• Lo que se pide
Enumera, por favor, todas las duraciones de guerras que menciona el fragmento sobre guerras que aparece más abajo.

• Fragmento de texto
+ + + + + + +

Hace ya
algunos años, escribí un artículo sobre dos guerras que resultaron ser, por sus
circunstancias antagónicas, la más corta
y la más larga de la historia.
La corta,
apenas duró una hora, la más larga, duró tres siglos, en los que ninguno de los
dos contendientes supo que estaban en guerra.
No tan larga
como la última, pero sí lo suficiente, por sus ciento setenta y dos años, para
ser la más larga de nuestra historia, es esta guerra entre un modestísimo
pueblo andaluz y una potencia mundial como era Dinamarca, aunque en aquel
artículo que antes mencionaba, hablaba de la Reconquista que, con sus
altibajos, duró ochocientos años (http://unalupasobrelahistoria.blogspot.com.es/2013/04/la-mas-corta-y-la-mas-larga.html
).

+ + + + + + +

• Material
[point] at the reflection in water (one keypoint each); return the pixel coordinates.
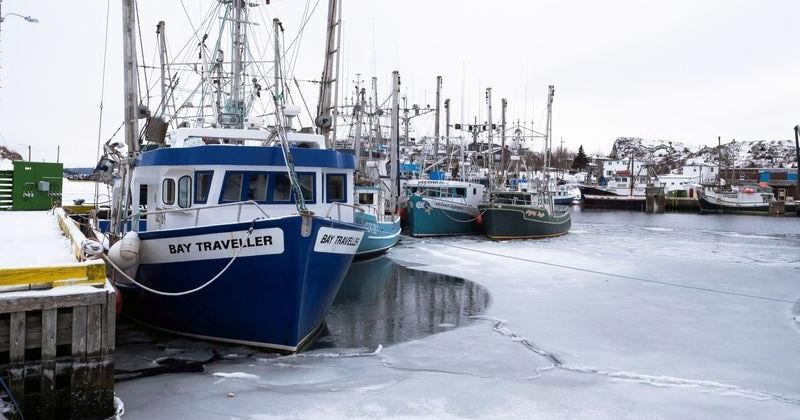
(381, 302)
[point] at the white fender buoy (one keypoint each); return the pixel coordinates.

+ + + + + + +

• Respuesta
- una hora
- tres siglos
- ciento setenta y dos años
- ochocientos años